## GIVEN DATA
==========

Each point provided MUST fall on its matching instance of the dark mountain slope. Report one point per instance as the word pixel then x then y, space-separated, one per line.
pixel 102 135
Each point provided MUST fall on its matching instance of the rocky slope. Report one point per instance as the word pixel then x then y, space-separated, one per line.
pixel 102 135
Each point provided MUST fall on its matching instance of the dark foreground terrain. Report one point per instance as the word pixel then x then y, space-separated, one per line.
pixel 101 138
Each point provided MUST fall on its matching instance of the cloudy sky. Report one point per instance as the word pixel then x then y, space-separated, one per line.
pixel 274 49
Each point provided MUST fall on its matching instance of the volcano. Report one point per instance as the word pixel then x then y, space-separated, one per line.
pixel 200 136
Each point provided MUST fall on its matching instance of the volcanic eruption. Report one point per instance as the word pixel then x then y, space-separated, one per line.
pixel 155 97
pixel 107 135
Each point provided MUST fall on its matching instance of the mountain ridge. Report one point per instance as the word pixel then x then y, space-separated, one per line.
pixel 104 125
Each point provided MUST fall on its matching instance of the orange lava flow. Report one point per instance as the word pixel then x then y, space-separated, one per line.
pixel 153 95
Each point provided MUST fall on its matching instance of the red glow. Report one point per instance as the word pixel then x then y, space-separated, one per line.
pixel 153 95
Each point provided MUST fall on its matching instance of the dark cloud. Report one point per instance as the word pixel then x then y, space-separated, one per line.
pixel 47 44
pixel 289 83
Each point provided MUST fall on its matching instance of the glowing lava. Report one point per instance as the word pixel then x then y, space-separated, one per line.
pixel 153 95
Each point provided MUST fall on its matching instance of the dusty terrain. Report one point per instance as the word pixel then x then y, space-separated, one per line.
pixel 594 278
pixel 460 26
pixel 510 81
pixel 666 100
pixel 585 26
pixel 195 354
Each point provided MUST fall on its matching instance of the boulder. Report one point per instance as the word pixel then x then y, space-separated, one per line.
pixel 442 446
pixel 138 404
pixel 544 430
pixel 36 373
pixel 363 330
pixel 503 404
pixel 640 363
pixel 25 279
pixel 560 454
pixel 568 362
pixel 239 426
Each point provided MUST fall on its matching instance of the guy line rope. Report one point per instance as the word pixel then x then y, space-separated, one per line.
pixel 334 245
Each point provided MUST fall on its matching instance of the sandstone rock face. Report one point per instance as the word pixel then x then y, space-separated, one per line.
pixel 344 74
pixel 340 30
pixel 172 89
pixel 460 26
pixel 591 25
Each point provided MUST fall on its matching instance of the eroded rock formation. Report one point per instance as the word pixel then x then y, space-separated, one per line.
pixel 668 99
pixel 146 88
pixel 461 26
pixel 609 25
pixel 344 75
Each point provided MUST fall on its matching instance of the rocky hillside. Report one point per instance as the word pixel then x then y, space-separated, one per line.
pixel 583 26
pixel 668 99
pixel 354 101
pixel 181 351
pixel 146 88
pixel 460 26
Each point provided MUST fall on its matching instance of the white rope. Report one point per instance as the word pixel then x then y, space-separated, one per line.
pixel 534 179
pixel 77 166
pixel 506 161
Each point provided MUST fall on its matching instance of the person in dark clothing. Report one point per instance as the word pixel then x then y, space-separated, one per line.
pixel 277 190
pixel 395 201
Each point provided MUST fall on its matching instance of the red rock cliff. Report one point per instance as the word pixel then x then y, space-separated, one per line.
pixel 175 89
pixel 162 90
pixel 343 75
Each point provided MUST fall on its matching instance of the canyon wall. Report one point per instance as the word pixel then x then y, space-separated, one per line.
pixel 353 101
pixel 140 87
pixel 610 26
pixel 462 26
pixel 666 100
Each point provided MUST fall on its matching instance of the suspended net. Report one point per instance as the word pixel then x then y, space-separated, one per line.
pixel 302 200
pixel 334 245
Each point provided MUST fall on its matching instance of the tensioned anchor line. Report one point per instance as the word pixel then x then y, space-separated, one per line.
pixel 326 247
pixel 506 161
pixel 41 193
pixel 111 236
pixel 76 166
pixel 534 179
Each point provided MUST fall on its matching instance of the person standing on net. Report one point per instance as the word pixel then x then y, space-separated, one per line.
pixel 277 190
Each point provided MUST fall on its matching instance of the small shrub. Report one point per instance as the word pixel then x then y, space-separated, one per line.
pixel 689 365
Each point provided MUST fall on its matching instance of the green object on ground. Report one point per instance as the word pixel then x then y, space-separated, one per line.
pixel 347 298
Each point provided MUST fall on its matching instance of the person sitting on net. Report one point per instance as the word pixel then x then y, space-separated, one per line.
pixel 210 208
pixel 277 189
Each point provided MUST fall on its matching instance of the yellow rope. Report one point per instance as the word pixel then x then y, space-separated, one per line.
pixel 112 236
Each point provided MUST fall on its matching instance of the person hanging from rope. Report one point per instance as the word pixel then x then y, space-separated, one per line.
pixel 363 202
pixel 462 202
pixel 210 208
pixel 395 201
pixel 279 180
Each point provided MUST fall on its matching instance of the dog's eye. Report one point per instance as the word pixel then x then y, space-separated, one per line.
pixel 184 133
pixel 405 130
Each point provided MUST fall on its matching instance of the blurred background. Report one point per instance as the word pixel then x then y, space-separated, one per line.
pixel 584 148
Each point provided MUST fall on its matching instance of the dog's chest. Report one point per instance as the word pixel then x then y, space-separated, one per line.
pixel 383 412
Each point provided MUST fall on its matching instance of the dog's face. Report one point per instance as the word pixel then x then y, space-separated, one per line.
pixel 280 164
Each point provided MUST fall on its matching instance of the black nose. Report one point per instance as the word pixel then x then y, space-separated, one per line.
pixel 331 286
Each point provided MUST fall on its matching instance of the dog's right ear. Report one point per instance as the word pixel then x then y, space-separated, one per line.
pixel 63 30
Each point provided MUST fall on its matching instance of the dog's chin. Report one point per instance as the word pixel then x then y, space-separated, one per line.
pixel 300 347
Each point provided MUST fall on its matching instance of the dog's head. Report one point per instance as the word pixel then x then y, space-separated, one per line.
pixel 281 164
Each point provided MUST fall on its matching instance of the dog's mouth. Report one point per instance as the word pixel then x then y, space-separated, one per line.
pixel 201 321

==========

## WHAT YOU ARE ASKED TO DO
Please convert all the records above into a two-column CSV with the columns instruction and response, one row per record. Put each record's text and its answer in a single double-quoted field, replacing any line breaks with spaces.

## CORRECT RESPONSE
instruction,response
"Each point provided MUST fall on its matching instance of the dark mountain slope. Report one point per instance as the word pixel then x then y, space-separated, one per line.","pixel 102 135"
"Each point provided MUST fall on its matching instance of the rocky slope. Report one point per instance as the word pixel then x then y, space-separated, one per line.","pixel 102 135"
"Each point provided MUST fall on its matching instance of the dark foreground terrain. Report one point per instance as the word pixel then x then y, space-separated, one per line.","pixel 101 138"
"Each point provided MUST fall on its matching instance of the cloudy sky. Report one point per instance as the word pixel then x then y, space-separated, one per line.","pixel 274 49"
"Each point provided MUST fall on its matching instance of the volcano. Report one point per instance as the word pixel then x then y, space-separated, one per line.","pixel 200 136"
"Each point provided MUST fall on its matching instance of the volcanic eruption. Report one point per instance as the word pixel then x then y, space-separated, one per line.","pixel 155 97 pixel 107 135"
"Each point provided MUST fall on its matching instance of the mountain ridge. Report one point per instance as the word pixel then x then y, space-separated, one per line.","pixel 104 125"
"Each point provided MUST fall on its matching instance of the orange lava flow. Report one point per instance as the word pixel then x then y, space-separated, one per line.","pixel 153 95"
"Each point provided MUST fall on its matching instance of the red glow. Report one point per instance as the word pixel then x then y, space-separated, one per line.","pixel 153 95"
"Each point provided MUST fall on its matching instance of the dark cloud. Report one point per instance as the word pixel then x then y, space-separated, one per line.","pixel 47 44 pixel 289 83"
"Each point provided MUST fall on its matching instance of the glowing lava. Report one point per instance as the word pixel then x then y, space-separated, one per line.","pixel 153 95"
"Each point provided MUST fall on its matching instance of the dusty terrain. Report one point per instance as the word pixel then x then y, space-separated, one per line.","pixel 594 278 pixel 460 26 pixel 510 81 pixel 666 100 pixel 585 26 pixel 195 354"
"Each point provided MUST fall on its matching instance of the boulder. Report one point per instance as the word pixel then x then y, space-separated, one per line.","pixel 442 446 pixel 138 404 pixel 544 430 pixel 36 373 pixel 363 330 pixel 503 404 pixel 640 363 pixel 25 279 pixel 560 454 pixel 568 362 pixel 239 426"
"Each point provided MUST fall on its matching instance of the guy line rope. Report one point per instance as the word pixel then x then y, space-separated, one per line.","pixel 334 245"
"Each point provided MUST fall on its matching instance of the sandstone rock face. Report one point per instance as the word pixel then x then y, space-separated, one per line.","pixel 344 74 pixel 340 30 pixel 172 89 pixel 460 26 pixel 591 25"
"Each point provided MUST fall on its matching instance of the eroded rock formation. Report one point per instance as the word pixel then x then y, space-separated, one per line.","pixel 668 99 pixel 146 88 pixel 461 26 pixel 609 25 pixel 344 75"
"Each point provided MUST fall on its matching instance of the rocky hillside. Report one point per instance as the word pixel then x then y, space-separated, one per line.","pixel 583 26 pixel 668 99 pixel 354 101 pixel 181 351 pixel 146 88 pixel 460 26"
"Each point provided MUST fall on its matching instance of the white rope. Report one point per instance as the word pixel then x then y, space-separated, one per line.","pixel 534 179 pixel 77 166 pixel 506 161"
"Each point provided MUST fall on its matching instance of the person in dark clothing. Report one point per instance as the word pixel then x then y, space-separated, one per line.","pixel 277 190 pixel 395 201"
"Each point provided MUST fall on its matching instance of the red rock cliff. Report one point per instance as the word pixel then x then y, space-separated, one per line.","pixel 175 89 pixel 162 90 pixel 343 75"
"Each point provided MUST fall on its matching instance of the canyon wall. Report one point per instance as the word pixel then x then y, space-separated, one per line.","pixel 353 101 pixel 140 87 pixel 610 26 pixel 462 26 pixel 666 100"
"Each point provided MUST fall on its matching instance of the suspended net. Report one point per instance as the word pixel then x then y, space-separated, one per line.","pixel 302 200 pixel 334 245"
"Each point provided MUST fall on its matching instance of the tensioned anchor line. Report one point per instance as the word pixel then x then y, space-separated, one per line.","pixel 326 247 pixel 506 161 pixel 41 193 pixel 111 236 pixel 76 166 pixel 534 179"
"Each point provided MUST fall on its matching instance of the person standing on net. Report one point per instance as the word pixel then x then y, space-separated, one per line.","pixel 277 190"
"Each point provided MUST fall on its matching instance of the small shrub. Report one point per instance as the word pixel then x then y, space-separated, one per line.","pixel 689 365"
"Each point provided MUST fall on its matching instance of the green object on ground. Report one point per instance as the word pixel then x then y, space-separated, one per line.","pixel 347 298"
"Each point provided MUST fall on its matching instance of the person sitting on net. Report one point per instance as the word pixel then x then y, space-separated, one per line.","pixel 210 208 pixel 277 189"
"Each point provided MUST fall on its matching instance of the yellow rope. Report one point per instance as the word pixel then x then y, space-separated, one per line.","pixel 112 236"
"Each point provided MUST fall on its matching instance of the person hanging from rope. Report one point per instance as the word pixel then x then y, space-separated, one per line.","pixel 363 202 pixel 462 202 pixel 210 208 pixel 395 201 pixel 279 180"
"Each point provided MUST fall on its matching instance of the dog's eye. Report one point per instance as the word pixel then x then y, space-separated, one per line.","pixel 184 133 pixel 405 130"
"Each point provided MUST fall on its matching instance of the blurred background. Report one point per instance as the word pixel then x then y, space-separated, one per line.","pixel 584 148"
"Each point provided MUST fall on its matching instance of the dog's chest. Report one point per instance as the word pixel then x then y, space-separated, one per line.","pixel 383 412"
"Each point provided MUST fall on its matching instance of the dog's face. Report one point per instance as the word pixel then x then y, space-separated, one per line.","pixel 280 164"
"Each point provided MUST fall on its matching instance of the black nose. Report one point per instance as the word pixel then x then y, space-separated, one per line.","pixel 331 286"
"Each point provided MUST fall on its matching instance of the dog's right ear. Report one point per instance as the word pixel then x then y, space-separated, one per line.","pixel 63 30"
"Each point provided MUST fall on its matching instance of the dog's chin. Report one point per instance as the word pixel then x then y, space-separated, one per line.","pixel 300 347"
"Each point provided MUST fall on its matching instance of the dog's head. Report one point per instance as the word pixel then x then y, space-separated, one per line.","pixel 281 164"
"Each point provided MUST fall on its matching instance of the dog's mouth. Report one point per instance as the word pixel then x then y, space-separated, one per line.","pixel 201 321"